## Required task
Rewrite the material from the line containing "Localize the pink hooded jacket." down through the line containing "[253,9,394,246]", replacing "jacket" with "coat" and keeping everything else the same.

## Dataset records
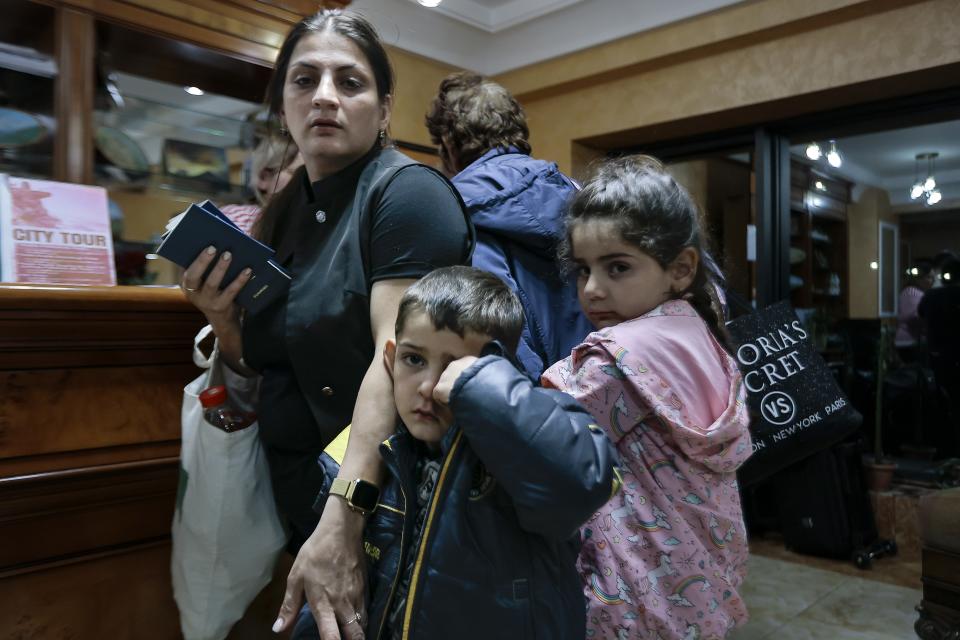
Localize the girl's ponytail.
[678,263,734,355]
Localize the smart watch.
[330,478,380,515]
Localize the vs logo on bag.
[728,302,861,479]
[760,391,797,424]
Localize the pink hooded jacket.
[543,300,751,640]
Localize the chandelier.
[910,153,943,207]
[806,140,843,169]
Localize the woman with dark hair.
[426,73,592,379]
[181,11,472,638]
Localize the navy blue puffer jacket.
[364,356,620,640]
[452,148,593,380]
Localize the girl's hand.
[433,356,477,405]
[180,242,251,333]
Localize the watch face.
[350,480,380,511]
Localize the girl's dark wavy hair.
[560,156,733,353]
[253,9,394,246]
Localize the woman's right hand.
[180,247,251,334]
---
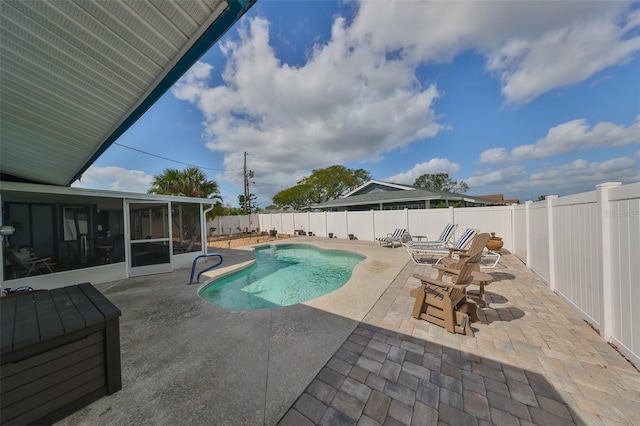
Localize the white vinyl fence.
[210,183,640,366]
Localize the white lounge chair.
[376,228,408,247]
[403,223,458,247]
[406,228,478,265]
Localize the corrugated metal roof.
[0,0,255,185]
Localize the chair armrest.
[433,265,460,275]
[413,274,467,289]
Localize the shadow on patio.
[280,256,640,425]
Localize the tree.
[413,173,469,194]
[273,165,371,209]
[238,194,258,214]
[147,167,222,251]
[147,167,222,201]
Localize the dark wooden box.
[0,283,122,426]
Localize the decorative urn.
--
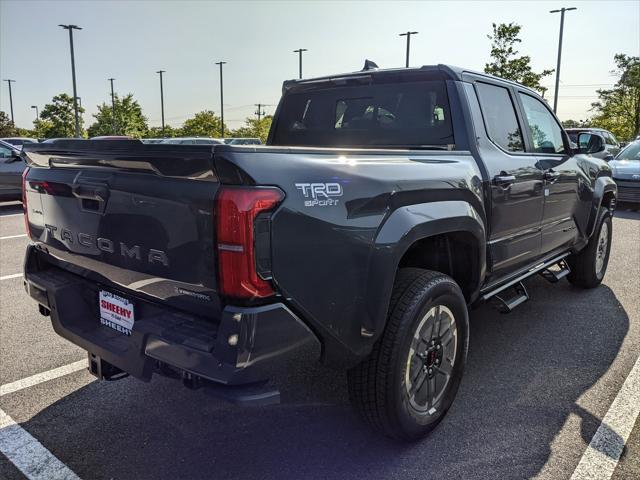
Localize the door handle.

## Complete response
Localize the pink hooded coat.
[543,300,751,640]
Localize the chandelier.
[910,153,943,207]
[806,140,843,169]
Localize the woman with dark hair.
[426,73,592,379]
[181,11,472,638]
Localize the navy blue puffer coat.
[364,356,620,640]
[452,148,593,380]
Localize the girl's hand.
[433,356,477,405]
[180,242,251,333]
Localize the watch face.
[350,480,380,511]
Localize the girl's dark wavy hair.
[560,156,733,353]
[253,9,394,246]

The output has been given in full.